(READING TEXT)
If you're looking for max efficiency you'll
need to use an actual dc-dc converter circuit
unless the voltage input is close to the voltage
output in which case you may get away with an
LDO regulator.
Pulse width modulation, by itself, does not
help efficiency at all. It has to be part of
a circuit that contains at least one energy storage
element and the circuit has to be arranged correctly.

Many people have argued time and time again that
PWM through a smaller value resistor saves
energy somehow, but they never include the math
to back it up because the math shows that there
is no gain in efficiency, and in fact the eff
is the same as when using a single series
resistor to set the LED current.
There is the possibility however that you only
want to PWM to keep the brighness of the LED
at a constant level, which is fine, but dont
expect eff gains because you're pulsing.

One additional point:
Current regulation based on the HFE of a
transistor is a bad idea due to the variations
in HFE over temperature and from device to
device. I guess if you're only building one
and the ambient wont vary that much maybe you'd
be ok, but i'd use a resistor in series with
the LED, unless the input voltage can fall too
far, and then i'd use a simple current regulator.

(MATERIAL FOR THE TASK)
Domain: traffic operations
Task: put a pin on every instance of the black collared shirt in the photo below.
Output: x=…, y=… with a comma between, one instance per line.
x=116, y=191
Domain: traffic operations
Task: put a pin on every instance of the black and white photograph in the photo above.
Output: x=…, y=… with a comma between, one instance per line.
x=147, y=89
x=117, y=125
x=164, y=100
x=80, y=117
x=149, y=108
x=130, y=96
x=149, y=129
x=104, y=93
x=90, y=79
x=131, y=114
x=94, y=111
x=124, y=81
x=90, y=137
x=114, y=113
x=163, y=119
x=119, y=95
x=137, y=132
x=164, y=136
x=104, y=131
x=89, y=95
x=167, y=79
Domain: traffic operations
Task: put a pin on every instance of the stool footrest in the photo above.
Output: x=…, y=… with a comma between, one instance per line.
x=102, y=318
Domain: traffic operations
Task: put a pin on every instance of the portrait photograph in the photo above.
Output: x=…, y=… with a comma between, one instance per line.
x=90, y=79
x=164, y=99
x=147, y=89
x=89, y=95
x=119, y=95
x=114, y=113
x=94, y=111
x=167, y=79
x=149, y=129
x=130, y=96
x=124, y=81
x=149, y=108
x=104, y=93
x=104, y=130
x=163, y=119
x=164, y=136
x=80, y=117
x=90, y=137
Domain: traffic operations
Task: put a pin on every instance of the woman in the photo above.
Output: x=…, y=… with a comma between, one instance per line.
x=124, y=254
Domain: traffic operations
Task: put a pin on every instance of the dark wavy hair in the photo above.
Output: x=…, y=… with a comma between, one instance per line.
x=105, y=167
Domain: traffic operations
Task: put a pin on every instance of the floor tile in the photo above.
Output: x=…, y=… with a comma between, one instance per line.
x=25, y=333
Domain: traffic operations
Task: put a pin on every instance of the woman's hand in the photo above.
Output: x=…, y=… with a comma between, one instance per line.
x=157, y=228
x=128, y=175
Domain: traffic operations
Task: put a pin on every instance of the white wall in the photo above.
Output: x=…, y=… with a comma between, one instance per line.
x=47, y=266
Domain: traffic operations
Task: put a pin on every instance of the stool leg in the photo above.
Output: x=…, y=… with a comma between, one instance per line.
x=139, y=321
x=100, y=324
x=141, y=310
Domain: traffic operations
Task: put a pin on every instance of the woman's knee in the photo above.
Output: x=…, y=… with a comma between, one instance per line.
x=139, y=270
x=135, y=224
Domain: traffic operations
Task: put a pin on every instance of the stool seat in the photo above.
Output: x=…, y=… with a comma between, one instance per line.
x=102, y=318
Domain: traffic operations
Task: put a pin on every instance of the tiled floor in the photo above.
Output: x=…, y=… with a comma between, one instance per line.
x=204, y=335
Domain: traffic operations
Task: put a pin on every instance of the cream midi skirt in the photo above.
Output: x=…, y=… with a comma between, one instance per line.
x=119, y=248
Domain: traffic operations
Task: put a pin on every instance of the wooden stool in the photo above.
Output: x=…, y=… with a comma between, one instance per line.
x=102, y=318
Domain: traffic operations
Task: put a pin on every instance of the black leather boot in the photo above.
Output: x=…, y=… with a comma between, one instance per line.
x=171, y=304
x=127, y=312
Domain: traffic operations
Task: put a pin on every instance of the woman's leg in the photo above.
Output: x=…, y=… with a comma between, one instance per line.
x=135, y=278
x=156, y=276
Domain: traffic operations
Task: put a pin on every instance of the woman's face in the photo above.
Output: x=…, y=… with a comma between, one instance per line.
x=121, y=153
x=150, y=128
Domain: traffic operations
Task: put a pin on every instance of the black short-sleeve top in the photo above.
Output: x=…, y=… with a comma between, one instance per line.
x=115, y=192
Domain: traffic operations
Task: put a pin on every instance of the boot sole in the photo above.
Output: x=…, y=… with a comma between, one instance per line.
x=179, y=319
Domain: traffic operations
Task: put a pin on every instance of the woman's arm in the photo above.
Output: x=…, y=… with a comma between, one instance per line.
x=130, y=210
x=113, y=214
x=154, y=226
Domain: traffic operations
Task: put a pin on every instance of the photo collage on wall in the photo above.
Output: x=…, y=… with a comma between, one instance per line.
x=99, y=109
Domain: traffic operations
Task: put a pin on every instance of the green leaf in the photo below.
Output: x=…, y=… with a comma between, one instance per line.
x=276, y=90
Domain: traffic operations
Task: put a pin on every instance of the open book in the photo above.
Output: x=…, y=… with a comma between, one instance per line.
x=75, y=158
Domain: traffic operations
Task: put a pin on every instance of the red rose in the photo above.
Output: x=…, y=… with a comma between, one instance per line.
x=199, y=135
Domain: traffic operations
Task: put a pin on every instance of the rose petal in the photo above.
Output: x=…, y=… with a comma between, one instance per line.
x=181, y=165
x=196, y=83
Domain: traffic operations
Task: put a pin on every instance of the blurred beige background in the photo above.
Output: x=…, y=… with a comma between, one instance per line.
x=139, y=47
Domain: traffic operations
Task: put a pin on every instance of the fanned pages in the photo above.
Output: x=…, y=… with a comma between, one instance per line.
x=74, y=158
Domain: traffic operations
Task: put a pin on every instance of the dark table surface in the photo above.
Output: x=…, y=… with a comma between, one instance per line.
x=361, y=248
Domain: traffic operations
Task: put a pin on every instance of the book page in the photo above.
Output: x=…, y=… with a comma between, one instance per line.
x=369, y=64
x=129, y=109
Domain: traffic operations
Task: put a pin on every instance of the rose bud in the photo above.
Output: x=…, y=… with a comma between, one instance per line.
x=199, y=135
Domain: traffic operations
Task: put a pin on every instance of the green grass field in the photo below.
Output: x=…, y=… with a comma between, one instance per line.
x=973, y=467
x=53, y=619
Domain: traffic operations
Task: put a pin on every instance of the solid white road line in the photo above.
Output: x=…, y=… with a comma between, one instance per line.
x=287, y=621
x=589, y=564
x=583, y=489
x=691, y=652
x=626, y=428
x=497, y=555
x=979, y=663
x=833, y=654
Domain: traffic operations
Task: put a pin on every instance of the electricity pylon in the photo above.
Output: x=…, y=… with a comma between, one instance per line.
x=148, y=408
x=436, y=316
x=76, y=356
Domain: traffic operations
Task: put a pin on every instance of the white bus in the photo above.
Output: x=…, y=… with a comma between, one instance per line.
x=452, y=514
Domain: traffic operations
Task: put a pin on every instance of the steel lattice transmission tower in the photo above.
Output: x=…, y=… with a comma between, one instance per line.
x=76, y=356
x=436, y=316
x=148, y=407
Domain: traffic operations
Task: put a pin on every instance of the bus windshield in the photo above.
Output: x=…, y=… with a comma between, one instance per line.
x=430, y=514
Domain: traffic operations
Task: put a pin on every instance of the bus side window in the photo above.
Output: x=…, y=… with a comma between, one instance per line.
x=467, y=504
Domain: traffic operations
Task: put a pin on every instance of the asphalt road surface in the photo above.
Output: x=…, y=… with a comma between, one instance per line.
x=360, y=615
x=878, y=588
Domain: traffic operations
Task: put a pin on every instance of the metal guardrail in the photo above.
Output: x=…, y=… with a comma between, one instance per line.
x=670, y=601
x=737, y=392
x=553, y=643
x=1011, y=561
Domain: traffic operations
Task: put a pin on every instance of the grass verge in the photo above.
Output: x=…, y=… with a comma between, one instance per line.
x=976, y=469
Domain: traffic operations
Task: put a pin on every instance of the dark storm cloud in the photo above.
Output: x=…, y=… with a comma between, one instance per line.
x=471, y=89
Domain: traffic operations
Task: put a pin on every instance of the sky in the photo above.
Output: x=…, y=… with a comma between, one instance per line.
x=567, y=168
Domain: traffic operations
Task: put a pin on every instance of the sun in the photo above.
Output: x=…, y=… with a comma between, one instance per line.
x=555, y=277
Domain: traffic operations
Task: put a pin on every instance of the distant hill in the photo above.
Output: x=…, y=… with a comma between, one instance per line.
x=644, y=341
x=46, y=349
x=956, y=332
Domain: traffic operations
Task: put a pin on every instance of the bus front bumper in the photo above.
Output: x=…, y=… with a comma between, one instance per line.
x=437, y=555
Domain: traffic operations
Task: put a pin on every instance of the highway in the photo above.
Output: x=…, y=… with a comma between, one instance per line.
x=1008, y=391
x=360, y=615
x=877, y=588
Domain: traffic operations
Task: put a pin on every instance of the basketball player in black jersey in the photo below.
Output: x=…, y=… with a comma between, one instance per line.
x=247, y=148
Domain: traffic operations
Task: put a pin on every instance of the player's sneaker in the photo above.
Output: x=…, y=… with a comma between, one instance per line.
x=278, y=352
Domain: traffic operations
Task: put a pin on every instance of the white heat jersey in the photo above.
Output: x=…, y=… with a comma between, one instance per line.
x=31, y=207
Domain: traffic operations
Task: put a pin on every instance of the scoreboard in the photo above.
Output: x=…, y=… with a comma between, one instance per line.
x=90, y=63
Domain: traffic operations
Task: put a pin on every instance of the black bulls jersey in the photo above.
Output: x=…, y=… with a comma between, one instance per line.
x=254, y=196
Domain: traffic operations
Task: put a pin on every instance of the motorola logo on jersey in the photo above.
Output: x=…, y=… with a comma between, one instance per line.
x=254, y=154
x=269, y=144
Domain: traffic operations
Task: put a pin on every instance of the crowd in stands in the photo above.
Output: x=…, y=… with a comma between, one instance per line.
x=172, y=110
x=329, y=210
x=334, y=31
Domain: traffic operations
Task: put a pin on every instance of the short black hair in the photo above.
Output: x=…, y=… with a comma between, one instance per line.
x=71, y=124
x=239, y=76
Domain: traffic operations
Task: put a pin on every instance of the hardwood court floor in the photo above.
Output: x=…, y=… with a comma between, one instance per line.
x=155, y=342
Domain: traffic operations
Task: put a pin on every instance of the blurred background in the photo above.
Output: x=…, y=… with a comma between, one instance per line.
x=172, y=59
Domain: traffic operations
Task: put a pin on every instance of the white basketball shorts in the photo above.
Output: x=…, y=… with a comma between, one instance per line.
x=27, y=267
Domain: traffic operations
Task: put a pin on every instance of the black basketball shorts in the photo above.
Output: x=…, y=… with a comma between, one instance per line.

(PROBLEMS AND TASKS)
(1) Quote everything from "Pulse width modulation, by" down to "be arranged correctly." in the post on LED driver efficiency.
(2) Convert everything from the first line of the listing down to and including the line containing "x=116, y=191" into a numbered list, omitting any blank lines.

(SOLUTIONS FOR EACH TASK)
(1)
Pulse width modulation, by itself, does not
help efficiency at all. It has to be part of
a circuit that contains at least one energy storage
element and the circuit has to be arranged correctly.

(2)
1. Domain: traffic operations
2. Task: put a pin on every instance of the black collared shirt in the photo below.
3. Output: x=…, y=… with a comma between, one instance per line.
4. x=116, y=191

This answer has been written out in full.